## WHAT IS REQUIRED
Write out exactly the lines from the one containing "Retail shelf-audit station: indicate every instance of the sky" through the last line of the records below, including both.

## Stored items
-*-*-
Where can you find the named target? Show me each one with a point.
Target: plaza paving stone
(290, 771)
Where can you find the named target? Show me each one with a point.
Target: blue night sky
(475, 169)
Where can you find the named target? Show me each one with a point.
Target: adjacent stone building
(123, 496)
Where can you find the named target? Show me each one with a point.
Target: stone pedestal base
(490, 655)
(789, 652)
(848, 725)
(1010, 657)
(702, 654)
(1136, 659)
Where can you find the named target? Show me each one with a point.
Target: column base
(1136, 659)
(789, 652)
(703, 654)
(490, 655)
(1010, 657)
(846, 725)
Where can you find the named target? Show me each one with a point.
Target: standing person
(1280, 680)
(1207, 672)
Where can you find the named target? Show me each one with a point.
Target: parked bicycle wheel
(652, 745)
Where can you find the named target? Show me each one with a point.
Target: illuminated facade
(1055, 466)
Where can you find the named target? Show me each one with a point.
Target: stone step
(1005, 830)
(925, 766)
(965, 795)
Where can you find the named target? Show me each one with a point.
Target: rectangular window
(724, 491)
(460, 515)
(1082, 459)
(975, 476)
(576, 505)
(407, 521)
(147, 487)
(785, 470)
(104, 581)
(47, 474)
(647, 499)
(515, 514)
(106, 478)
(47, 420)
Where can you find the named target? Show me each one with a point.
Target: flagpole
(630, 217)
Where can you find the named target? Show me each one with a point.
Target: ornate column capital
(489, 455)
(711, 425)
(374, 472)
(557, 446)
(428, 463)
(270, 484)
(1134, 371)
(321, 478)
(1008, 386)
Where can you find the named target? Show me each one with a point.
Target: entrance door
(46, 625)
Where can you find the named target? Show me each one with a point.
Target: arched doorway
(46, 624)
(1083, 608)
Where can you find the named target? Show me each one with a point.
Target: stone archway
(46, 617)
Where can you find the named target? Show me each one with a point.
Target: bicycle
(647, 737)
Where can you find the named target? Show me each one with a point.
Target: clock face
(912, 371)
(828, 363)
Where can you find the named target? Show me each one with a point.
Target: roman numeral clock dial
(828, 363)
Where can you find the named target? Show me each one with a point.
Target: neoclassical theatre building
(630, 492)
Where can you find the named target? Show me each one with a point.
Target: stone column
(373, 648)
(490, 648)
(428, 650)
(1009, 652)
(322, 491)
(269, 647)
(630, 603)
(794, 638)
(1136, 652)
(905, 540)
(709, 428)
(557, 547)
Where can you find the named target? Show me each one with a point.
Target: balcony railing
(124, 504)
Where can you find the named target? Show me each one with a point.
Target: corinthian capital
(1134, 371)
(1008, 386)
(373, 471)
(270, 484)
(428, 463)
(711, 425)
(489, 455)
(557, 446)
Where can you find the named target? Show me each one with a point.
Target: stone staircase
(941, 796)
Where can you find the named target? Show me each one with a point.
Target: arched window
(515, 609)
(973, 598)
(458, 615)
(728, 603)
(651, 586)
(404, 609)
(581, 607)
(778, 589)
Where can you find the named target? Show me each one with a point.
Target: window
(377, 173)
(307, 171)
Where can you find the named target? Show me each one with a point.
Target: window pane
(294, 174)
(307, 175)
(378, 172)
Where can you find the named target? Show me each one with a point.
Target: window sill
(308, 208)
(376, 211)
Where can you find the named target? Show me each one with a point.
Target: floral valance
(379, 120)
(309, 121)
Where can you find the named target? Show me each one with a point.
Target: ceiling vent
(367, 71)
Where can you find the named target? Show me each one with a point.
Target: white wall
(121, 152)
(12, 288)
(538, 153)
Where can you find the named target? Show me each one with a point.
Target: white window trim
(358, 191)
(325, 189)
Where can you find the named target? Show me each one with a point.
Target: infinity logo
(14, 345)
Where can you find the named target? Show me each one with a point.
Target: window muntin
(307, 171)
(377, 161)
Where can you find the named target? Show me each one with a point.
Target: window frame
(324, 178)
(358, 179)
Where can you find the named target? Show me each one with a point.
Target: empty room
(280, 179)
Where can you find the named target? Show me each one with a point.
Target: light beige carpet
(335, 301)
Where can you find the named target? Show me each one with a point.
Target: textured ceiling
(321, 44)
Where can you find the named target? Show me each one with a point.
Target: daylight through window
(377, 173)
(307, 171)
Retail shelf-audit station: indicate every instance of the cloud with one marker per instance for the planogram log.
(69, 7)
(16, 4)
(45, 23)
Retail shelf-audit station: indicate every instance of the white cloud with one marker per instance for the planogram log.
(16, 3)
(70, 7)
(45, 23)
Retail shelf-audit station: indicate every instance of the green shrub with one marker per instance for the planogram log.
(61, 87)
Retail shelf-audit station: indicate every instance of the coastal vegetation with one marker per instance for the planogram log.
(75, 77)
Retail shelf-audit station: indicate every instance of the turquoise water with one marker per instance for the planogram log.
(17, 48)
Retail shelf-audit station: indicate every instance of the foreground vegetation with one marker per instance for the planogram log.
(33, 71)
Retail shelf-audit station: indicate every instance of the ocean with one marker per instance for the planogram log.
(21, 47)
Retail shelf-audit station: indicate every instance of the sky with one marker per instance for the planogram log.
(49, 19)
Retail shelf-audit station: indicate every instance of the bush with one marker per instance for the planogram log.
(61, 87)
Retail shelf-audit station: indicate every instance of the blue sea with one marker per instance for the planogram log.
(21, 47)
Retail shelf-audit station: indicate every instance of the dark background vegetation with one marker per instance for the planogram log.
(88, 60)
-*-*-
## COMPLETED EXERCISE
Retail shelf-audit station: indicate every instance of the sky with one marker per instance for the planogram log.
(49, 19)
Retail shelf-audit station: indicate every instance of the bush with one marker per instance for the planogram log.
(61, 87)
Retail shelf-audit station: indicate every instance of the blue sea with one marker per instance for the planogram log.
(21, 47)
Retail shelf-audit station: indicate every instance of the dark background vegetation with one marker per instance for the planogram log.
(88, 60)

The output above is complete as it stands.